* MATERIAL SHOWN *
= = = = =

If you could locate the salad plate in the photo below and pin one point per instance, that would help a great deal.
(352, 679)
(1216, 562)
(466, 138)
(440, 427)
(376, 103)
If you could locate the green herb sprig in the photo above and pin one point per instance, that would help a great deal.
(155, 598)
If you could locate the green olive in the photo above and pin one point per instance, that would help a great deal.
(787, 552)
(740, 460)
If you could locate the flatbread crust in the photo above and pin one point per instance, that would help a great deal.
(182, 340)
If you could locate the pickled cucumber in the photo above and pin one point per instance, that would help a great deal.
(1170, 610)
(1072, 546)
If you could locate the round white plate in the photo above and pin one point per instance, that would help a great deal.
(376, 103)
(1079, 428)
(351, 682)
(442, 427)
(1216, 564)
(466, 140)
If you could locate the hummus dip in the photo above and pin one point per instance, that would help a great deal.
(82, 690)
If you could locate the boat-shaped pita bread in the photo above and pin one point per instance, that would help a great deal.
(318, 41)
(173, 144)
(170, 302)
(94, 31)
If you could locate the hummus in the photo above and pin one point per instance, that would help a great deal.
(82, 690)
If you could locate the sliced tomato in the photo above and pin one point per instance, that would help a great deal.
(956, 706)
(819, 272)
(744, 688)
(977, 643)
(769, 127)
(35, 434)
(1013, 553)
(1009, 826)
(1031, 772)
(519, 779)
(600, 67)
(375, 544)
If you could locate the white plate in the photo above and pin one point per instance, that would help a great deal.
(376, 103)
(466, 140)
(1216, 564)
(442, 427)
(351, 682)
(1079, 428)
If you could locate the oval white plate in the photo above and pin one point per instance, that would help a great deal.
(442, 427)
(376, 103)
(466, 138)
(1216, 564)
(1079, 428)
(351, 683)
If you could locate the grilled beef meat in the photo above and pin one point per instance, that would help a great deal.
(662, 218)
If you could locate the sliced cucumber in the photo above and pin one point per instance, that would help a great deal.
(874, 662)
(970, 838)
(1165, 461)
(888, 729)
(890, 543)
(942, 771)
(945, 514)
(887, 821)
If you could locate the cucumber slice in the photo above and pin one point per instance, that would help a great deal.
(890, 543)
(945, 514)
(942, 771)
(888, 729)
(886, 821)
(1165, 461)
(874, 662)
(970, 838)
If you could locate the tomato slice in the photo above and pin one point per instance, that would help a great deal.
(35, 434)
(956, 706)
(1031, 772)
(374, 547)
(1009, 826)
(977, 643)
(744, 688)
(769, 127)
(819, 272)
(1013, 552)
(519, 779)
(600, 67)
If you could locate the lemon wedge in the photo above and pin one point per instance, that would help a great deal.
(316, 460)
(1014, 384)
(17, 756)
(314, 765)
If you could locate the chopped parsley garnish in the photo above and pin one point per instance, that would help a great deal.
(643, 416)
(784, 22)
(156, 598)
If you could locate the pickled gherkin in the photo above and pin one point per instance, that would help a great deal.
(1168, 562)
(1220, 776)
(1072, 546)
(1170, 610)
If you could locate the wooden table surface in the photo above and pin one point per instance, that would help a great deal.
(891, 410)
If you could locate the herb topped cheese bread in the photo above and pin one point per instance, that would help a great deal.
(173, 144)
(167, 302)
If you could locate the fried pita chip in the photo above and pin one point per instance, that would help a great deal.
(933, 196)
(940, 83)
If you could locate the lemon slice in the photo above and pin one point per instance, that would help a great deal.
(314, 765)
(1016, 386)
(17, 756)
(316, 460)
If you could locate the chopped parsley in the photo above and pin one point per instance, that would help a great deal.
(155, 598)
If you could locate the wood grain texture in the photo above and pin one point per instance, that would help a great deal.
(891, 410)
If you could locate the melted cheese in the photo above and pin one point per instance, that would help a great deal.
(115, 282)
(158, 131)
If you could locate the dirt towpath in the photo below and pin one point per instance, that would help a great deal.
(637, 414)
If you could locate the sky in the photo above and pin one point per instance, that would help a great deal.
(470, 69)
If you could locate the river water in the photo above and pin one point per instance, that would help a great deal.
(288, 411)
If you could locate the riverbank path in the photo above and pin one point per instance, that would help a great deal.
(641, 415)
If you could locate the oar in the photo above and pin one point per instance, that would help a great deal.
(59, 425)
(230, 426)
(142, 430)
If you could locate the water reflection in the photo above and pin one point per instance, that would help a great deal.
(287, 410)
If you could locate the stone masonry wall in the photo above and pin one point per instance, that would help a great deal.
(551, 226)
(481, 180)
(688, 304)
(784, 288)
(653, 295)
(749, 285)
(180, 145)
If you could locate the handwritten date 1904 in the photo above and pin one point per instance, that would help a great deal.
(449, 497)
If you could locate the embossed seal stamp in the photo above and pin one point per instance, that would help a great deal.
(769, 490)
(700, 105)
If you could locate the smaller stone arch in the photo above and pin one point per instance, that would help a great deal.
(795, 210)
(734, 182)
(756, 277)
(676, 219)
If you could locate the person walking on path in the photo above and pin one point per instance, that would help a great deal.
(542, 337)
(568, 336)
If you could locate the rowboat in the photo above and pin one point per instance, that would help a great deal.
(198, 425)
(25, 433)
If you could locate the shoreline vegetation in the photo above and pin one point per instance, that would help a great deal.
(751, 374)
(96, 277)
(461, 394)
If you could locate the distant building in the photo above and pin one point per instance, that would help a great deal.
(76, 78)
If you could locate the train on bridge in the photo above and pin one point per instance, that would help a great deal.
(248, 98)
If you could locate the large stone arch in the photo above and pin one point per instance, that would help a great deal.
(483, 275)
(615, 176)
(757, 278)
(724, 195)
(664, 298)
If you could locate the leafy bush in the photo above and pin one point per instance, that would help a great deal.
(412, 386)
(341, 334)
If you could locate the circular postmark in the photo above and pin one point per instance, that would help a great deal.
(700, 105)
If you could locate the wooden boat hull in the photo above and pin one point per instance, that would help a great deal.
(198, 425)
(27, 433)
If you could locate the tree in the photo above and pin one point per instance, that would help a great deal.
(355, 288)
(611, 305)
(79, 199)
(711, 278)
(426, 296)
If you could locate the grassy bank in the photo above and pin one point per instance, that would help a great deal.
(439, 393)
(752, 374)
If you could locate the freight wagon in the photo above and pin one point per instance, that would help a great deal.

= = = = =

* WHAT IS BEING ASKED *
Output all of the data again. Match it exactly.

* RESPONSE TO THIS TASK *
If you could locate the salad plate in the photo below and pin one point per instance, that would help a great deal.
(352, 679)
(1216, 562)
(466, 138)
(440, 427)
(376, 103)
If you could locate the green herb sprig in the photo above and pin one point per instance, that would help a great deal.
(155, 598)
If you could locate the green olive in the photo above and pin one point per instance, that would help a great deal.
(787, 552)
(740, 460)
If you could locate the flatbread crust in the photo above and pin one point per instance, that would help a great deal.
(182, 340)
If you could locate the pickled cucumber in the photo above and pin one point per instance, that would help a great deal.
(1170, 610)
(1072, 546)
If you could locate the round white plate in the photo above and pin one point per instance, that would help a great deal.
(376, 103)
(1079, 428)
(351, 682)
(442, 427)
(1216, 564)
(466, 140)
If you could locate the hummus dip in the photo above and pin one point per instance, that would help a great deal.
(82, 690)
If you could locate the boat-shaped pita bread in the photo above and pin one point per instance, that would help a great deal.
(318, 41)
(173, 144)
(170, 302)
(94, 31)
If you could locate the hummus in the photo above and pin one point per instance, that would help a great deal.
(82, 690)
If you could locate the sliced tomato in the photo above and pin one point per instance, that would help a great deal.
(956, 706)
(819, 272)
(744, 688)
(977, 643)
(769, 127)
(35, 434)
(1013, 553)
(1009, 826)
(1031, 772)
(519, 779)
(600, 67)
(375, 544)
If you could locate the white plate in the photo above and pin one point per instance, that would help a great deal.
(376, 103)
(466, 140)
(1216, 564)
(442, 427)
(351, 682)
(1079, 428)
If you could locate the oval white plate in the photo above and pin one point per instance, that would help a great deal.
(442, 427)
(376, 103)
(466, 138)
(1216, 564)
(1079, 428)
(351, 683)
If you could locate the grilled beef meat in the photo above and pin one point per instance, that would help a great deal.
(662, 218)
If you could locate the sliced cucumber in the photo above and pin one point per instance, that would help a great deal.
(874, 662)
(970, 838)
(1165, 461)
(888, 729)
(890, 543)
(942, 771)
(945, 514)
(887, 821)
If you could locate the cucumber slice in the photo above and pin one point per instance, that would help a great deal.
(890, 543)
(945, 514)
(942, 771)
(888, 729)
(886, 821)
(1165, 461)
(874, 662)
(970, 838)
If you could locate the tomato slice in the photo above and pin one point per instance, that would help a great deal.
(35, 434)
(956, 706)
(1031, 772)
(374, 547)
(1009, 826)
(977, 643)
(744, 688)
(769, 127)
(819, 272)
(1013, 552)
(519, 779)
(600, 67)
If you could locate the lemon wedge in the photo above and pin one point per instance, that would help a great deal.
(316, 460)
(1014, 384)
(17, 756)
(314, 765)
If you could locate the chopped parsley garnish in the photo above and pin one point per instance, that would help a great deal.
(643, 416)
(784, 22)
(156, 598)
If you could locate the pickled gherkin in the photo above and pin one point per instance, that would help a great deal.
(1168, 562)
(1220, 776)
(1072, 546)
(1170, 610)
If you could locate the wooden table surface in the photo above and pin one point per instance, that would help a great deal.
(891, 410)
If you could locate the herb topped cheese bread in the photo above and pin one point per instance, that would help a great deal.
(173, 144)
(167, 302)
If you could locate the fried pita chip in the photo above and pin one point per instance, that would help a great deal.
(933, 196)
(940, 83)
If you could locate the lemon slice in the photo above and pin one point per instance, that would help a great deal.
(314, 765)
(1016, 386)
(17, 756)
(316, 460)
If you could locate the chopped parsley in the photo above and pin one point per instance, that would help a great deal.
(155, 598)
If you could locate the wood grain texture in the photo above and pin one point per instance, that would help a great deal.
(891, 410)
If you could locate the melted cheese in the photo above and pin one point per instance, that would help a great deal.
(115, 282)
(158, 131)
If you could locate the dirt towpath in the photo below and pin one point per instance, that would help a great deal.
(637, 414)
If you could locate the sky in the photo above and pin one point per instance, that would help a great deal.
(470, 69)
If you could locate the river water in the photo above and pin one point per instance, that would help a great deal.
(288, 411)
If you could locate the riverbank path in the photo above and pin one point per instance, that would help a great deal.
(641, 415)
If you could locate the oar in the photo above and pin one point per instance, that would help a great deal.
(59, 425)
(230, 426)
(142, 430)
If you could locate the water reflection in the photo above and pin one point per instance, that would help a great deal.
(287, 410)
If you could locate the stone masonry wall in the photo above and pin one point per instance, that would help a great deal.
(551, 226)
(481, 180)
(688, 304)
(784, 288)
(653, 295)
(749, 285)
(180, 145)
If you could locate the handwritten date 1904 in the photo above and pin one point per instance, that would help a great deal.
(449, 497)
If you could locate the embossed seal stamp in the photo above and pin one point per instance, that would help a great deal.
(769, 490)
(700, 105)
If you could locate the smaller stone arch in the photo above and pin one point per instance, that would help a great deal.
(795, 210)
(734, 182)
(756, 277)
(676, 219)
If you could locate the person walking on path in the photo above and pin one point per instance, that would help a great deal.
(542, 337)
(568, 336)
If you could locate the rowboat in the photo above and pin one point per instance, that would help a great deal.
(198, 425)
(25, 433)
If you could locate the shoreline vegetation in the photo above and pin one point per instance, that would help a great deal.
(751, 374)
(96, 277)
(461, 394)
If you could locate the distant building in the photo above and pin one point per instance, that would help a great deal.
(76, 78)
If you could locate the train on bridge in the photo above and pin one point per instance, that would help a great deal.
(248, 98)
If you could locate the large stone arch in the photo above and pin one point per instance, that would help a great deal.
(483, 275)
(615, 176)
(757, 278)
(724, 195)
(664, 298)
If you could locate the leafy bush in the photo above and pin one point per instance, that would help a great deal.
(412, 386)
(341, 334)
If you could locate the circular postmark in the photo above and pin one point per instance, that would help a great deal.
(700, 105)
If you could locate the wooden boat hull in the photo above and pin one point per instance, that would help a great deal.
(198, 425)
(27, 433)
If you could locate the tree in the photo above and pin one point per instance, that would help a great deal.
(355, 288)
(611, 305)
(79, 199)
(711, 278)
(426, 296)
If you could locate the grassy bank in the photo above and pin one point per instance, that would help a great deal.
(439, 393)
(752, 374)
If you could locate the freight wagon in the photo above and pin one point per instance, that would help a great deal.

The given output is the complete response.